**Kutipan:**
Namun, menurut Chris, Mariantje Manafe sebagai ahli waris menolak pembayaran hutang terkahir sebelum debitur meninggal, dan menuduh adminsitrasi dari transaksi longgar tarik palsu. Dan mengajukan tuntutan kepada  BPR CJP  atas beban hutang dan barang jaminan 1 SHM Tanah dan 1 SHM tanah dan bangunan milik alhm.debitur Wellem Dethan yang sebelumnya dijadikan barang jaminan atau royal pada BPR CJP.

 

“Jadi sederhananya, ibu itu sebagai ahli waris akui debitur atau suaminya terima uang pinjaman dari kami 450 juta, tapi tidak akui kalau ada transaksi longgar tarik dua dana terakhir karena tidak ikut tanda tangan slip dan kwitansi penarikan. Padahal memang dari awal kredit ia setuju yang tanda tangan suaminya saja. Kami sudah rugi karena pinjamkan uang kami, tapi ibu itu tidak mau mengembikan. Bahkan kami sudah beri kebijakan untuk kembalikan pokok uamg kami saja dan kami kembalikan sertifikat jaminan. Tapi ibu itu malah gugat kami dan minta penghapusan hutang dan barnag jaminan dikembalikan.” Tutur Chris kesal.

 

Ia juga sayangkan pemberitaan yang mengatakan ibu rt dibebankan hutang padahal sudah lunas. Padahal yang terjadi adalah debitur demgan sepengatahuan isteri taju ada hutang pada CJP. Dan ketentuan kredit  longgar tarik untuk memperlancar kredit dan membantu debitur dalam usahanya.

 

Chris juga sebut debitur alhm.Wellem Dethan sebagai debitur terbaik semasa hidupnya yang selalu membayar pinjaman dengan lancar sehingga pihaknya memberikan berbagai kemudahan dalam pengajuan kredit.

 

Direktur Kredit : Ricky Manafe menjelaskan secara singkat kredit longgar tarik yang diambil oleh debitur yaitu dengan menyetujui penandatangan oleh debitur dengan persetujuan isterinya.

 

Kedua adalah  penolakan asuransi oleh debitur dan isteri sejak awal perjanjian kredit, dan ahli waris (isteri sah -Mariantje Manafe) otomatis menjadi pewaris termasuk hutang debitur.

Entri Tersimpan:

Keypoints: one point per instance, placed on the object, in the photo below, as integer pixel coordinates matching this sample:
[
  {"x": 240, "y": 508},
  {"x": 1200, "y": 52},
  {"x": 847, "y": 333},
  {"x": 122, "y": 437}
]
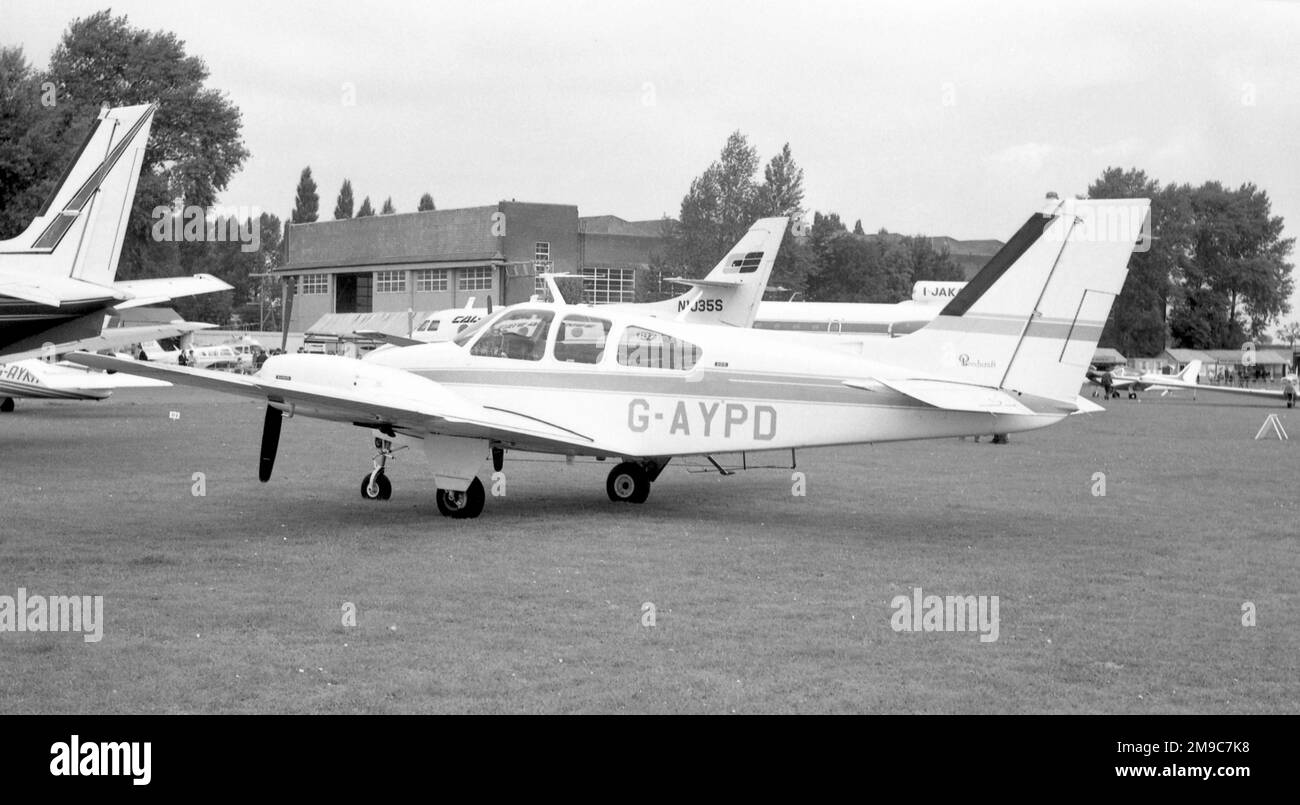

**Tugas 1:** Salin ulang persis semua baris pada Entri Tersimpan di atas, tetapi jangan sertakan gambarnya dalam jawaban.
**Tugas 2:** Lanjutkan kutipan tentang sengketa kredit antara BPR CJP dan ahli waris debitur, dimulai setelah kalimat terakhirnya.

**Jawaban 1:**
Keypoints: one point per instance, placed on the object, in the photo below, as integer pixel coordinates matching this sample:
[
  {"x": 240, "y": 508},
  {"x": 1200, "y": 52},
  {"x": 847, "y": 333},
  {"x": 122, "y": 437}
]

**Jawaban 2:**
Sedangkan Kuasa Hukum 1  Samuel David Adoe menjelaskan tentang adanya 2 keputusan dari gugatan Mariantje Manafe pada gugatan 208/2019 yang menuntut penghapusan hutang dan pengembalian sertifitat.

 

“Dan Putusan Majelis Hakim  PN Kupang  paling  akhir pada putusan PN Kupang terhadap gugatan 208/Pdr.G/PN.Kpg yang menyatakan pelunasan atas suplesi kredit sebesar Rp.110.000.000 dan Rp. 200.000.000 tidak dapat dibebankan kepada Penggugat tertera dalam halaman 16 putusan nomor 208/pdt.G/PN.Kpg.” jelas Samuel.

 

Ia menyebut dalam putusan 208/2019 dimana dalam keputusan Majelis Hakim itu dia menolak dan tertulis “sehingga keputusan mengenai pembebanan  nilai pinjam hanya dapat dipertimbangkan dalam hal adanya  tuntutan tersendiri mengenai pembayaran sejumlah uang oleh debitur dan oleh karenanya patut ditolak. Dan ini ada dalam putusan. Kami berbicara punya dasar yaitu putusan oleh majelis hakim. Maka dari itu kami juga menyayangkan apa yang disampaikan penasihat hukum ibu Mariantje dalam hal menyampaikan kepada publik atau kepada teman-teman media harusnya punya dasar yang jelas sehingga dapat dipahami oleh publik dengan benar.” Ujarnya.

 

“Dalam putusan 208/2019 hakim hanya mengabulkan pengembalian sertifikat saja, bukan tentang penghapusan utang debitur  di BPR CJP ditolak. Dan mereka melanjutkan ke tingkat banding tetap ditolak, sehingga mereka naik ke tahap selanjutkan yaitu kasasi ke MA.” Ujar Samuel.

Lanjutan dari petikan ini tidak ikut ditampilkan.